GIVEN INFORMATION Start Marker

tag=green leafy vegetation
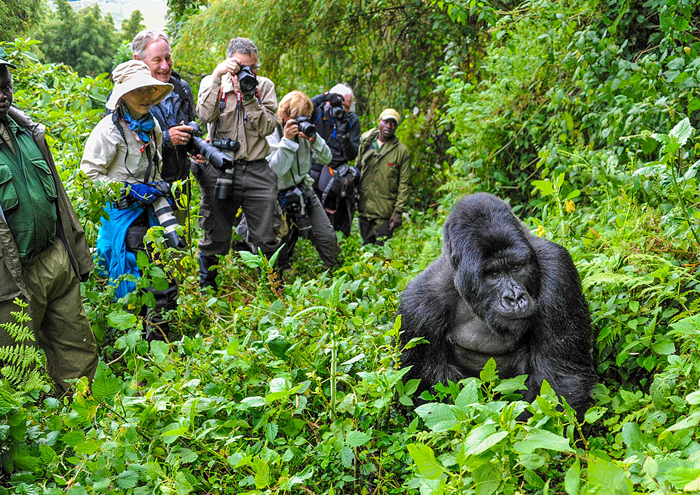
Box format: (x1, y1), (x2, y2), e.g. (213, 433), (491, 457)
(4, 0), (700, 492)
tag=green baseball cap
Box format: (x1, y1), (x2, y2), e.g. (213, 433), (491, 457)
(0, 47), (17, 69)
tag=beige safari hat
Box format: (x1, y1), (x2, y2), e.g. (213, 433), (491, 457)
(379, 108), (401, 125)
(106, 60), (173, 111)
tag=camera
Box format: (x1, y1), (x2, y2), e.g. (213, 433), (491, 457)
(211, 138), (240, 152)
(294, 116), (316, 139)
(330, 103), (345, 120)
(184, 122), (238, 200)
(284, 187), (313, 238)
(237, 65), (258, 95)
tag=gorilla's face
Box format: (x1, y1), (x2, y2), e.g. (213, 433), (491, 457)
(444, 198), (541, 339)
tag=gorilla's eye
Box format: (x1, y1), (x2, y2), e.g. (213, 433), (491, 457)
(511, 263), (524, 271)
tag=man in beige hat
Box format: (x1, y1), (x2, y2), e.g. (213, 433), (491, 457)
(0, 47), (98, 393)
(356, 108), (412, 245)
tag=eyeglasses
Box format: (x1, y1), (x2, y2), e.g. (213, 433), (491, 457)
(130, 86), (158, 97)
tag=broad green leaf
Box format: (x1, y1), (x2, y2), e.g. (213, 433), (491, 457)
(150, 340), (170, 364)
(479, 358), (498, 382)
(513, 429), (572, 454)
(415, 402), (457, 432)
(665, 411), (700, 432)
(241, 396), (266, 408)
(107, 311), (137, 330)
(565, 459), (580, 495)
(92, 479), (111, 492)
(669, 118), (693, 146)
(116, 470), (138, 489)
(60, 431), (86, 447)
(493, 375), (527, 394)
(407, 443), (443, 480)
(92, 364), (122, 402)
(463, 423), (497, 453)
(588, 455), (632, 495)
(269, 377), (289, 393)
(340, 445), (354, 468)
(455, 380), (479, 409)
(346, 430), (371, 448)
(532, 180), (554, 196)
(265, 422), (278, 442)
(175, 472), (193, 495)
(473, 463), (501, 495)
(471, 431), (508, 455)
(252, 457), (271, 489)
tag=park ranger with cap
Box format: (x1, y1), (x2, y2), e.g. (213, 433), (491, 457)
(0, 47), (98, 393)
(356, 108), (412, 245)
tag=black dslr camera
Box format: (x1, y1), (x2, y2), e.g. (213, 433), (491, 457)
(294, 116), (316, 139)
(184, 122), (239, 200)
(284, 187), (314, 238)
(328, 94), (346, 120)
(237, 65), (258, 95)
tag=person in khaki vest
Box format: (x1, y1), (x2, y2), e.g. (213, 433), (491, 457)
(194, 37), (279, 290)
(0, 48), (97, 394)
(356, 108), (412, 245)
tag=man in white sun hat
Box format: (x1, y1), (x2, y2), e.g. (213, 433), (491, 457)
(81, 60), (179, 340)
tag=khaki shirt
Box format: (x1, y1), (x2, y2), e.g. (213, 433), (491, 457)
(81, 114), (163, 184)
(196, 73), (278, 162)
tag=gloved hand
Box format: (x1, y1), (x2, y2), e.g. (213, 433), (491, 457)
(148, 181), (172, 196)
(389, 212), (403, 231)
(323, 92), (343, 105)
(123, 182), (163, 205)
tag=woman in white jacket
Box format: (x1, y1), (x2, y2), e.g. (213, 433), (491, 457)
(266, 91), (341, 270)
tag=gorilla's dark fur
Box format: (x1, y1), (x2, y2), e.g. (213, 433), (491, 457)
(397, 193), (596, 417)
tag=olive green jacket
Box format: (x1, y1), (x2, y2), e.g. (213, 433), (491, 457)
(0, 107), (93, 303)
(356, 128), (412, 221)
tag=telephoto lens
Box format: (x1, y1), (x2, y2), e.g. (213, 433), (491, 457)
(153, 197), (182, 248)
(295, 116), (316, 139)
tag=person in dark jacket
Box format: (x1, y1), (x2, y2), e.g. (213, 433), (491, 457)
(309, 83), (361, 237)
(356, 108), (412, 245)
(0, 48), (98, 394)
(132, 30), (196, 185)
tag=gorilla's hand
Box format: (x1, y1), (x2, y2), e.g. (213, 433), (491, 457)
(389, 212), (403, 231)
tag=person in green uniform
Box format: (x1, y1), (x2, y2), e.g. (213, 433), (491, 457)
(0, 47), (98, 394)
(356, 108), (412, 245)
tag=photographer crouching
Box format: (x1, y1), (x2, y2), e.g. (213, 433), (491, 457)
(194, 37), (279, 290)
(81, 60), (181, 340)
(268, 91), (340, 271)
(310, 84), (361, 237)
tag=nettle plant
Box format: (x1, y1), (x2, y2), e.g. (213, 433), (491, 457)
(633, 118), (700, 247)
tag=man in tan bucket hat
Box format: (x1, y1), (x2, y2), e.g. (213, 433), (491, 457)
(0, 46), (98, 393)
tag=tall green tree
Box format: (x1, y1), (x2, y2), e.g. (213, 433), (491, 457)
(121, 9), (146, 43)
(35, 0), (119, 76)
(0, 0), (47, 42)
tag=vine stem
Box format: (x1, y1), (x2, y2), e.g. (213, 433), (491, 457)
(669, 151), (700, 247)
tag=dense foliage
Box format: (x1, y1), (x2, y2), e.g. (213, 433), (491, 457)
(3, 0), (700, 493)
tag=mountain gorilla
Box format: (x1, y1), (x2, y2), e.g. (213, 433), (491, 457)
(397, 193), (596, 418)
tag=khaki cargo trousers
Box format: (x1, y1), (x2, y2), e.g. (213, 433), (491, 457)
(0, 241), (98, 394)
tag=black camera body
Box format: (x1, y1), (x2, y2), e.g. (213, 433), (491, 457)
(284, 187), (314, 238)
(294, 116), (316, 139)
(184, 122), (238, 200)
(237, 65), (258, 95)
(330, 104), (345, 120)
(211, 138), (240, 152)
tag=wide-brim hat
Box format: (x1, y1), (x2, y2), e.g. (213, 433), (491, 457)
(106, 60), (173, 111)
(0, 47), (17, 69)
(379, 108), (401, 125)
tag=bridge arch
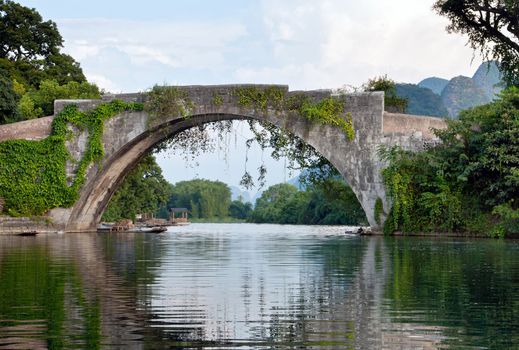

GIVEN INFORMATION End Marker

Could you copy out every record exactly, minus the pictures?

tag=green leafy vegetation
Box format: (x1, y1), (x2, y2), e.g. (213, 433), (491, 457)
(4, 0), (700, 492)
tag=green baseball cap
Box format: (x1, y1), (x2, y2), e.g. (213, 433), (491, 457)
(0, 47), (17, 69)
tag=beige safari hat
Box format: (x1, y1), (x2, y2), e.g. (213, 433), (491, 457)
(379, 108), (401, 125)
(106, 60), (173, 111)
tag=camera
Box format: (x1, y1), (x2, y2), e.g. (213, 433), (491, 457)
(211, 138), (240, 152)
(294, 116), (316, 139)
(330, 103), (345, 120)
(184, 122), (238, 200)
(284, 187), (313, 238)
(237, 65), (258, 95)
tag=gorilla's face
Box format: (x1, y1), (x2, y2), e.g. (213, 433), (491, 457)
(444, 198), (541, 339)
tag=gorilla's eye
Box format: (x1, y1), (x2, y2), e.g. (213, 433), (491, 457)
(511, 263), (524, 271)
tag=man in beige hat
Box format: (x1, y1), (x2, y2), e.g. (213, 433), (491, 457)
(0, 47), (98, 393)
(356, 108), (412, 245)
tag=eyeglasses
Box format: (x1, y1), (x2, y2), e.g. (213, 433), (491, 457)
(130, 86), (158, 97)
tag=broad green leaf
Box format: (x1, y1), (x2, y2), e.g. (213, 433), (491, 457)
(150, 340), (170, 364)
(479, 358), (498, 382)
(513, 429), (572, 454)
(415, 402), (457, 432)
(665, 411), (700, 432)
(241, 396), (266, 408)
(107, 311), (137, 330)
(565, 459), (580, 495)
(92, 479), (111, 492)
(669, 118), (693, 146)
(116, 470), (138, 489)
(60, 431), (86, 447)
(493, 375), (527, 394)
(407, 443), (443, 480)
(92, 364), (122, 402)
(463, 423), (497, 453)
(588, 455), (632, 495)
(269, 377), (289, 393)
(340, 445), (354, 468)
(455, 380), (479, 409)
(346, 430), (371, 448)
(532, 180), (554, 196)
(265, 422), (278, 442)
(175, 472), (193, 495)
(473, 463), (501, 495)
(471, 431), (508, 455)
(252, 457), (271, 489)
tag=park ranger with cap
Box format: (x1, y1), (x2, y2), e.g. (213, 433), (491, 457)
(0, 47), (98, 393)
(356, 108), (412, 245)
tag=black dslr camera
Box format: (x1, y1), (x2, y2), e.g. (213, 433), (491, 457)
(294, 116), (316, 139)
(184, 122), (239, 200)
(284, 187), (314, 238)
(328, 94), (346, 120)
(237, 65), (258, 95)
tag=person in khaki vest
Box format: (x1, y1), (x2, y2), e.g. (213, 433), (491, 457)
(194, 37), (279, 290)
(0, 48), (97, 394)
(356, 108), (412, 245)
tag=man in white sun hat
Box format: (x1, y1), (x2, y2), e.g. (213, 433), (491, 457)
(81, 60), (179, 340)
tag=khaki shirt
Box format: (x1, y1), (x2, y2), e.g. (213, 433), (491, 457)
(81, 114), (163, 184)
(196, 73), (278, 162)
tag=gloved hand
Box format: (x1, y1), (x2, y2), e.g. (213, 433), (491, 457)
(148, 181), (172, 196)
(389, 212), (403, 231)
(323, 92), (343, 105)
(123, 182), (163, 205)
tag=woman in white jacket
Box format: (x1, y1), (x2, y2), e.g. (213, 433), (491, 457)
(266, 91), (341, 270)
tag=gorilla's dark fur
Box format: (x1, y1), (x2, y2), e.g. (213, 433), (491, 457)
(397, 193), (596, 417)
tag=olive green jacket
Box format: (x1, y1), (x2, y2), e.g. (213, 433), (491, 457)
(0, 107), (93, 303)
(356, 128), (412, 221)
tag=telephoto lens
Box format: (x1, y1), (x2, y2), e.g. (213, 433), (491, 457)
(153, 197), (182, 248)
(295, 116), (316, 139)
tag=person in dark jacket
Box format: (x1, y1), (x2, y2), e.g. (213, 433), (491, 457)
(309, 83), (361, 237)
(356, 108), (412, 245)
(0, 48), (98, 394)
(132, 30), (196, 185)
tag=gorilla's hand
Box format: (x1, y1), (x2, y2), e.g. (213, 433), (491, 457)
(389, 212), (403, 231)
tag=person in green uniform
Box format: (x1, y1), (x2, y2), e.g. (213, 433), (491, 457)
(0, 47), (98, 394)
(356, 108), (412, 245)
tag=photographer crouching
Box format: (x1, y1), (x2, y2), e.g. (213, 433), (491, 457)
(194, 37), (279, 290)
(81, 60), (181, 340)
(268, 91), (340, 271)
(310, 84), (361, 237)
tag=nettle plant
Box format: (x1, y1), (x2, y2), e.g. (213, 433), (491, 457)
(633, 118), (700, 247)
tag=man in tan bucket hat
Box format: (x1, y1), (x2, y2), e.g. (213, 433), (491, 457)
(0, 46), (98, 393)
tag=tall green tree
Box format: (x1, y1), (x2, y2), e.g. (213, 433), (491, 457)
(121, 9), (146, 43)
(35, 0), (119, 76)
(0, 0), (47, 42)
tag=vine stem
Box format: (x1, y1), (x2, y2), e.g. (213, 433), (491, 457)
(669, 151), (700, 247)
tag=dense foliage
Box format: (x1, y1), (x2, y2), e.g. (213, 433), (491, 457)
(3, 0), (700, 493)
tag=mountain gorilla
Box format: (x1, y1), (x2, y2), e.g. (213, 433), (491, 457)
(397, 193), (596, 418)
tag=khaki cargo trousers
Box format: (x1, y1), (x2, y2), e.g. (213, 433), (491, 457)
(0, 241), (98, 394)
tag=black camera body
Box format: (x1, y1), (x2, y2), e.g. (213, 433), (491, 457)
(284, 187), (314, 238)
(294, 116), (316, 139)
(184, 122), (238, 200)
(237, 65), (258, 95)
(330, 104), (345, 120)
(211, 138), (240, 152)
tag=wide-brim hat
Box format: (x1, y1), (x2, y2), e.g. (213, 433), (491, 457)
(106, 60), (173, 111)
(0, 47), (17, 69)
(379, 108), (401, 125)
tag=bridge arch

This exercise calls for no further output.